Data records

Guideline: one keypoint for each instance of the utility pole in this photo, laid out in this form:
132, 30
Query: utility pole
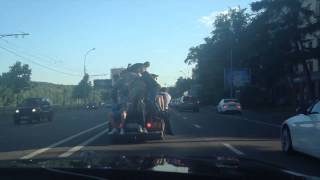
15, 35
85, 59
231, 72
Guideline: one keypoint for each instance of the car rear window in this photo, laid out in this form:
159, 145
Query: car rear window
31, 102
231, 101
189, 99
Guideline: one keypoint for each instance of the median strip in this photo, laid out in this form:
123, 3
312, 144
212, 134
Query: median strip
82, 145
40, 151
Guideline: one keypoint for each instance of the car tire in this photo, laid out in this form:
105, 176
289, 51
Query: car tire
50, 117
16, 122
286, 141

---

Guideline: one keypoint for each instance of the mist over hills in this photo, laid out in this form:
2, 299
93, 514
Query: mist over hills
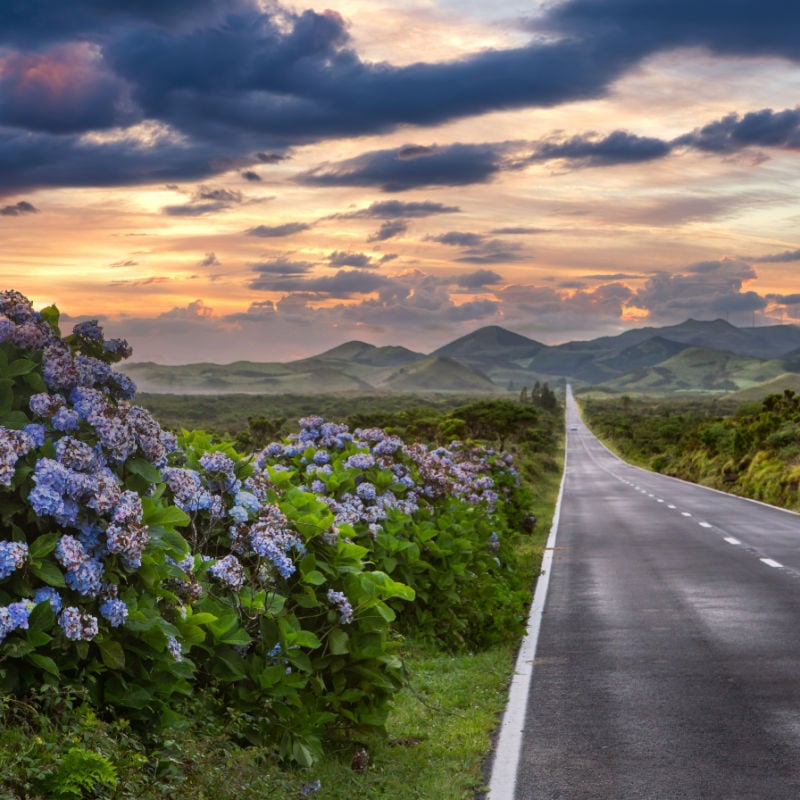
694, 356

● TASK DESCRIPTION: If a line of the data contains "this", copy it out.

● SOLUTION TO THE PROBLEM:
Guideline: one keypoint for each instance of the utility pole in this photo, laid out in this form:
Guideline: one keypoint for each instance of the car rear window in this photo, laid out in this form:
Guideline: one keypoint for each instance of the median strip in this photo, laid out in this form:
Guideline: one keypoint for each instance of the car tire in this photo, laid out in this form:
Guideline: one keypoint for each instance of the mist over hills in this photo, laid out in this form:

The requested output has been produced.